Monday, April 16, 2012

The Standard C Library for Linux, Part Two: character input/output

The last article was on file operations in the standard input/output library <stdio.h>.  This article is on reading and writing characters, strings and arrays to and from a stream.   I am assuming a knowledge of c programming on the part of the reader.  There is no guarantee of accuracy in any of this information nor suitability for any purpose.
As an example of character based processing we will use a program that reads the number of characters, words and lines of a file from standard input and prints the results out to standard out.  Any errors encountered will be printed to standard error.  This will be a weak version of  wc.  (type `man wc` for more information on this UNIX utility program.

The code examples given for each function will typically not run unless the the <angle bracked> items are replaced with real code.  Normally these are things that have to be treated differently depending on what you are trying to do.  As always, if you see an error in my documentation please tell me and I will correct myself in a later document.

• **Extracted records**
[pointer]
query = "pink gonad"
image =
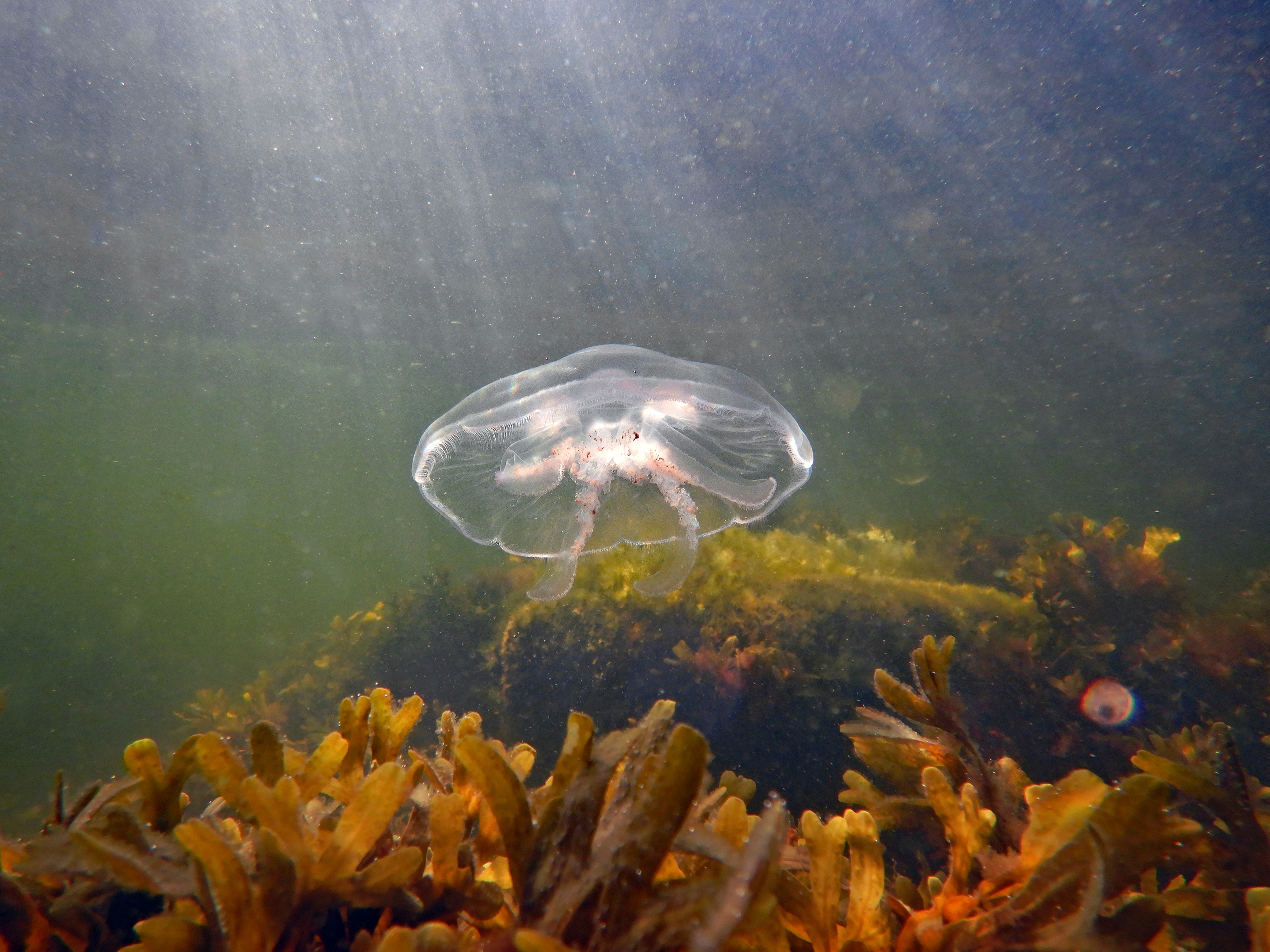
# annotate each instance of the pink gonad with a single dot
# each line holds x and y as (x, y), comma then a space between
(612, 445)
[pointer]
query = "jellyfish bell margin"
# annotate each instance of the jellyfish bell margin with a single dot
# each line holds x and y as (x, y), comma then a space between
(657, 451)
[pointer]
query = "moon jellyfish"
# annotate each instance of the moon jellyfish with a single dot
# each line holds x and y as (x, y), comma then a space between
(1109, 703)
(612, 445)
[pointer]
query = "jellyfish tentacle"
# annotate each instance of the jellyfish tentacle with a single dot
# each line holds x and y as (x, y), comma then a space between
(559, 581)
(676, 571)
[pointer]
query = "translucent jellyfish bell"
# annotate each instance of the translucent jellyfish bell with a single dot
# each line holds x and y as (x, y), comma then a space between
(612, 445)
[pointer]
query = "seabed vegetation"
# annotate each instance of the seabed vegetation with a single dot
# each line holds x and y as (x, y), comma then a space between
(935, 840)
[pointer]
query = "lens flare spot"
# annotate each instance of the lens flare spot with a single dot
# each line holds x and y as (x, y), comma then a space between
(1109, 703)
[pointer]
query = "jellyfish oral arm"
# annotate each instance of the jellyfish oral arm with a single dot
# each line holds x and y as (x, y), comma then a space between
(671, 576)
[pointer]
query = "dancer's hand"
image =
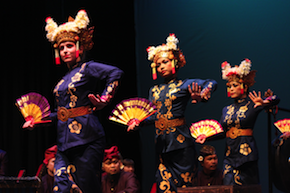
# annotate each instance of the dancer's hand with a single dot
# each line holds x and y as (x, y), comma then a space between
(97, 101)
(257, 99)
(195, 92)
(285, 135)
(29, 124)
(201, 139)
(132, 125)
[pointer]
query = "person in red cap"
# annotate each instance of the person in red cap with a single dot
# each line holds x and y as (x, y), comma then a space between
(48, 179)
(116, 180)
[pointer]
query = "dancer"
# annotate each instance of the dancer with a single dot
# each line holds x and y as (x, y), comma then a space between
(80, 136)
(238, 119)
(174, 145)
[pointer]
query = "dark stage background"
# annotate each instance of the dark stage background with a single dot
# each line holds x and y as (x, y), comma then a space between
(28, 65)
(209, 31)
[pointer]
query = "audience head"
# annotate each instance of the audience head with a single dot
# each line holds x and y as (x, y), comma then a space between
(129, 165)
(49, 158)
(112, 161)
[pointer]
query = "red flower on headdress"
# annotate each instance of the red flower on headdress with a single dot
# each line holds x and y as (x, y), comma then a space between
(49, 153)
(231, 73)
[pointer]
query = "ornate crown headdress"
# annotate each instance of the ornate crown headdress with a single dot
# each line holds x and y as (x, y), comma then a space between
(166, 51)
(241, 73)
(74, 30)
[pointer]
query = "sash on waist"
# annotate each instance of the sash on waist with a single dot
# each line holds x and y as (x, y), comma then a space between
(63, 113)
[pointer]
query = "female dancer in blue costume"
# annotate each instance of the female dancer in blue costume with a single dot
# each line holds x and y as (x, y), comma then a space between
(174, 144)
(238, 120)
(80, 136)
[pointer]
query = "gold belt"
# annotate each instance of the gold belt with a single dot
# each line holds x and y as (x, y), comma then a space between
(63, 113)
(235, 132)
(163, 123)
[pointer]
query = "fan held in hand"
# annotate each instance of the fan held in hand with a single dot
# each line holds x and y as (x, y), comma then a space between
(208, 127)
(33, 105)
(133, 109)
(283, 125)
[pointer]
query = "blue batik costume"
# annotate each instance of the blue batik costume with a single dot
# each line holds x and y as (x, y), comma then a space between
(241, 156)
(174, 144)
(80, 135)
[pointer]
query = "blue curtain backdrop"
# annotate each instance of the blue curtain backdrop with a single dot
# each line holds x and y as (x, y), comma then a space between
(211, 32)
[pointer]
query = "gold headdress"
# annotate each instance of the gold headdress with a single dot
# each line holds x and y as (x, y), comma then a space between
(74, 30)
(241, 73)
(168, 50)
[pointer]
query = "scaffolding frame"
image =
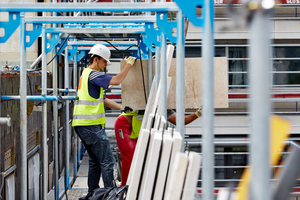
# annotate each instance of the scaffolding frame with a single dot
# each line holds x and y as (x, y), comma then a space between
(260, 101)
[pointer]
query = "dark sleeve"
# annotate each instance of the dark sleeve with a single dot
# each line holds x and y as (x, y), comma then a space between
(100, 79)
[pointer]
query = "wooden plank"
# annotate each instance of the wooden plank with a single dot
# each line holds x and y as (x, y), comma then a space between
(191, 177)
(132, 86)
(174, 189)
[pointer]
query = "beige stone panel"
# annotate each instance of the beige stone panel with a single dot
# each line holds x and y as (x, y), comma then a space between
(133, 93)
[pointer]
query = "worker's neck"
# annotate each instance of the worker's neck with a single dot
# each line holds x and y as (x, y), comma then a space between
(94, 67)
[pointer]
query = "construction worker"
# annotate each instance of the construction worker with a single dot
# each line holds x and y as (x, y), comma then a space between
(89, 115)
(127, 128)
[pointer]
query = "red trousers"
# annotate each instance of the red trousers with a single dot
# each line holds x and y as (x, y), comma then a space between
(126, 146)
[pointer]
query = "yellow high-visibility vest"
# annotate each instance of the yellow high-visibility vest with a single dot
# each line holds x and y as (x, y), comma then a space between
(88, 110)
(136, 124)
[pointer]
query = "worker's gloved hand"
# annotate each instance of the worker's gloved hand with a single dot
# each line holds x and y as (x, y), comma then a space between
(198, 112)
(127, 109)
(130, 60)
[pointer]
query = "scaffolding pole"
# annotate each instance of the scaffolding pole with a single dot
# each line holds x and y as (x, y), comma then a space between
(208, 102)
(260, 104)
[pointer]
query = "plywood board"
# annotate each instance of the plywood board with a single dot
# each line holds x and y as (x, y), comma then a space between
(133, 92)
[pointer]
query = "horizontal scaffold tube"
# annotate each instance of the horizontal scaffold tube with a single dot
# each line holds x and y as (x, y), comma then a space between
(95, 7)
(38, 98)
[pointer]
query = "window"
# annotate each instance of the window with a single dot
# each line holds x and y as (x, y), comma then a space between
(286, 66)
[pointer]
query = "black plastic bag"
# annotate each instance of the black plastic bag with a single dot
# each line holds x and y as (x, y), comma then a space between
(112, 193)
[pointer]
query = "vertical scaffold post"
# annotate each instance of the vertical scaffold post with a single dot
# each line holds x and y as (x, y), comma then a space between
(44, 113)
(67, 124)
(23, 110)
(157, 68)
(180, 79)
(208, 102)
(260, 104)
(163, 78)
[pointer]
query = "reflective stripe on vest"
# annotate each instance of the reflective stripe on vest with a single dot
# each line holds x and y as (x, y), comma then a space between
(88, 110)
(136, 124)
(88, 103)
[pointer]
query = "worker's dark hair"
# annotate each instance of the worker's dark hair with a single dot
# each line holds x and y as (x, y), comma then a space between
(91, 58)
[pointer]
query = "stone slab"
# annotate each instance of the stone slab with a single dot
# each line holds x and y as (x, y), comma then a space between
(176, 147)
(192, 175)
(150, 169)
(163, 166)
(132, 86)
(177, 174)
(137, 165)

• **What you will do**
In the passage on character input/output, revise the section that begins at the words "The Standard C" and stops after "for any purpose.", replacing "article" with "post".

• **Answer below**
The Standard C Library for Linux, Part Two: character input/output

The last post was on file operations in the standard input/output library <stdio.h>.  This post is on reading and writing characters, strings and arrays to and from a stream.   I am assuming a knowledge of c programming on the part of the reader.  There is no guarantee of accuracy in any of this information nor suitability for any purpose.